-- Begin Selected extract --

The next question comes from Bill Pecoriello - Morgan Stanley.

Bill Pecoriello - Morgan Stanley

A question more digging into the U.S. since mid-September when we saw this very steep fall off in consumer confidence, just give us a bit more color where you are seeing the further trade down to lower tiers, consumers putting off purchases as you mentioned in the pantry, slower category growth, accelerated channel shift. Where exactly it has changed on the margin since mid-September.

A.G. Lafley

I guess the first point that I would make which I think is incredibly important is while categories and markets are slowing in the U.S. they are still definitely growing. Okay? So whether it is on a unit volume basis or whether it is on a net sales basis we are still looking at growing markets in the U.S. which is a different situation than western Europe or Japan for example. I think that is important.

The second thing I would say is while private labels are clearly growing and 19-20 of our top four categories they are not impacting us. We are either holding or growing. So there are a few places where we are being impacted. We mentioned in Jon’s comments we are being impacted in batteries. This is not unusual in recessions. Battery pantry inventories get drawn down and consumers move more of their purchases into private label. In fact it is not unusual for consumers to try on more private labels during economic downturns.

We are seeing some move to private label in coffee. We are holding our share. We are seeing some move to private label in fem and pet, although a very small space, we are holding our share. Obviously Prilosec we are getting hurt by generic in the first year of launch and we have reported that but those are pretty much the markets where the private labels are having any impact on us. Fortunately in the categories like baby diapers, like family care, tissue and towels, one that is usually affected in a recession and we are growing share on towels and we are growing share in bath tissue.

The thing I like about the way we have gone into this downturn is we have stronger portfolios in place across categories and stronger portfolios in place across leading brands and most of the share volatility we have seen, the modest share loss has been more tied to us leading pricing than they are tied to some move that is being made by a competitor or a move that is being made by private label.

Operator

The next question comes from Lauren Leiberman – Barclays.

Lauren Leiberman - Barclays

In the press release it was mentioned the transaction benefit to SG&A based on inventory levels. You gave good detail on the hypothetical example but can you explain how that works? Is that something that is sort of one-time in nature, probably doesn’t repeat and how big of an impact it was on SG&A this quarter?

-- End Selected extract --

*Set of tasks*:
**a.** Retype the stretch of the transcript from "The second thing" through "during economic downturns.".
**b.** List every country or region named in the transcript.

-- Begin Recorded information --

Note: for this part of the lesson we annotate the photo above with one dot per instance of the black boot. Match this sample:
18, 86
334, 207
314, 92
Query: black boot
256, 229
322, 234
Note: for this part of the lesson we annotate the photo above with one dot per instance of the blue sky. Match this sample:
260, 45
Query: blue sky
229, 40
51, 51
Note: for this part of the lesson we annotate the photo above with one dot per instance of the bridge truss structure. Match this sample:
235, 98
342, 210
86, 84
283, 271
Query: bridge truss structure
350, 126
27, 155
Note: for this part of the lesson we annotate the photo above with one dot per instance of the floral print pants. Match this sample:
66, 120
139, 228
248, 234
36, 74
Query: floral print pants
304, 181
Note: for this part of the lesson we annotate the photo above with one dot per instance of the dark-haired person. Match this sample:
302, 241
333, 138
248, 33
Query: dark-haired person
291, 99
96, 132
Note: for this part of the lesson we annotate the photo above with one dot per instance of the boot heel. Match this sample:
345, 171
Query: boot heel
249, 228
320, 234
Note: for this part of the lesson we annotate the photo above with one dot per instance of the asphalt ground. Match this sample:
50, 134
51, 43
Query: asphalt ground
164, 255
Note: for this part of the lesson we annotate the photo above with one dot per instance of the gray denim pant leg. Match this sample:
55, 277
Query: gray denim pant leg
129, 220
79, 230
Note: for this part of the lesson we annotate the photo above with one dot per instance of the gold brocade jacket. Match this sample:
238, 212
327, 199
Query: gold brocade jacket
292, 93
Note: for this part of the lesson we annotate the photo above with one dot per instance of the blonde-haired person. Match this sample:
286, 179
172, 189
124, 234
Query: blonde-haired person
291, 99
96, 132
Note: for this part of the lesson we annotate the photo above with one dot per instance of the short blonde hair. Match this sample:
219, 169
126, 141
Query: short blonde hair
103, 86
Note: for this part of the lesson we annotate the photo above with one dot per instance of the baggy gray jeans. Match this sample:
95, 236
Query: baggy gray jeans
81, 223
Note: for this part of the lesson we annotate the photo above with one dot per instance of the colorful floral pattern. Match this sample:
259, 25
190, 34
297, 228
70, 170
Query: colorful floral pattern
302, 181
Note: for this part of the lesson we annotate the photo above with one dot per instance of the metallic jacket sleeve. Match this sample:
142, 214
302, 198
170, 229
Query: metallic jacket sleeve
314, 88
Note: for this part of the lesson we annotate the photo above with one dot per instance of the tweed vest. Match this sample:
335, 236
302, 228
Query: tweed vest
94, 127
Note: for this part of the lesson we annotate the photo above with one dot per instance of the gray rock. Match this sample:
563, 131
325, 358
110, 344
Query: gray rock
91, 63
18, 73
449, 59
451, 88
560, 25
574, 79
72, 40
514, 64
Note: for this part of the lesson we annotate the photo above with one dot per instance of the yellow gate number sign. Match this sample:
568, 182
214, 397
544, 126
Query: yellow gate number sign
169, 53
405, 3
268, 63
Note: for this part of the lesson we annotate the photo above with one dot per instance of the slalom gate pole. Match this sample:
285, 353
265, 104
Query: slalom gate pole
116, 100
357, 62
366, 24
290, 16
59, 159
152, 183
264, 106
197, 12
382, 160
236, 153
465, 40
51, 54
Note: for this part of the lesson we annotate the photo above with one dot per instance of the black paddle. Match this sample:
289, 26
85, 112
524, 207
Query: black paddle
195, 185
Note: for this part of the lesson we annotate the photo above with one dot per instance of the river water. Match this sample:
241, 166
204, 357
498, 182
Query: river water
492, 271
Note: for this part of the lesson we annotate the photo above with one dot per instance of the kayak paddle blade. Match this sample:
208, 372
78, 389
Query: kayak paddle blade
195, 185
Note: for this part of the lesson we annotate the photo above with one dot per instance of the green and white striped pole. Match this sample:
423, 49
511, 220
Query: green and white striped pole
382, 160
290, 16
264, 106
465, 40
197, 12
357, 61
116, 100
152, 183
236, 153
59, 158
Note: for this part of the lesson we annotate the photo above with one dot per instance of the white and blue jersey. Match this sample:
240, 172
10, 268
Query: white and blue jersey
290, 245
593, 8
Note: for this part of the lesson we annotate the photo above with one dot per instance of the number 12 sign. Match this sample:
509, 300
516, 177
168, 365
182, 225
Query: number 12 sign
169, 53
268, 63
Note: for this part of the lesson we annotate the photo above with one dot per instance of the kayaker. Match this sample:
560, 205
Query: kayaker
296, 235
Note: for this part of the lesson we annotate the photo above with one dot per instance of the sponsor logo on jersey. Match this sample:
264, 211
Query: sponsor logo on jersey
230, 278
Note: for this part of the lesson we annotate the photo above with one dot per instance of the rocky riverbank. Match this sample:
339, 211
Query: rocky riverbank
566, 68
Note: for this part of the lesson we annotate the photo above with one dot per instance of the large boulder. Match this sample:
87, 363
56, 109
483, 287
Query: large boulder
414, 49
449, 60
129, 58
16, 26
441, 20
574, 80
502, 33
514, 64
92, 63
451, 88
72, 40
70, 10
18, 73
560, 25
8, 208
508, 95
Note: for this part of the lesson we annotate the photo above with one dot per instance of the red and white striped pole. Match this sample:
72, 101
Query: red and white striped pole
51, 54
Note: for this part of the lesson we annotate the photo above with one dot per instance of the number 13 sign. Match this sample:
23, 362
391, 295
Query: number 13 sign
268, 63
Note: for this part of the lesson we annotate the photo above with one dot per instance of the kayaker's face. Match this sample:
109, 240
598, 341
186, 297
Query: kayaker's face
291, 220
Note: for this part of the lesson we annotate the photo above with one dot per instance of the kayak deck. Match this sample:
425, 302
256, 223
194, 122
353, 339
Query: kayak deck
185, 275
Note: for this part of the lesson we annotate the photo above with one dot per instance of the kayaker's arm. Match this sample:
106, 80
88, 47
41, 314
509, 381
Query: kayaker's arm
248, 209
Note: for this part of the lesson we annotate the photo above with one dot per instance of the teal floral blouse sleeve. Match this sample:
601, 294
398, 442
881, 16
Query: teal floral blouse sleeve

-- End Recorded information --

*Per-task answers*:
**a.**
The second thing I would say is while private labels are clearly growing and 19-20 of our top four categories they are not impacting us. We are either holding or growing. So there are a few places where we are being impacted. We mentioned in Jon’s comments we are being impacted in batteries. This is not unusual in recessions. Battery pantry inventories get drawn down and consumers move more of their purchases into private label. In fact it is not unusual for consumers to try on more private labels during economic downturns.

**b.**
U.S.
western Europe
Japan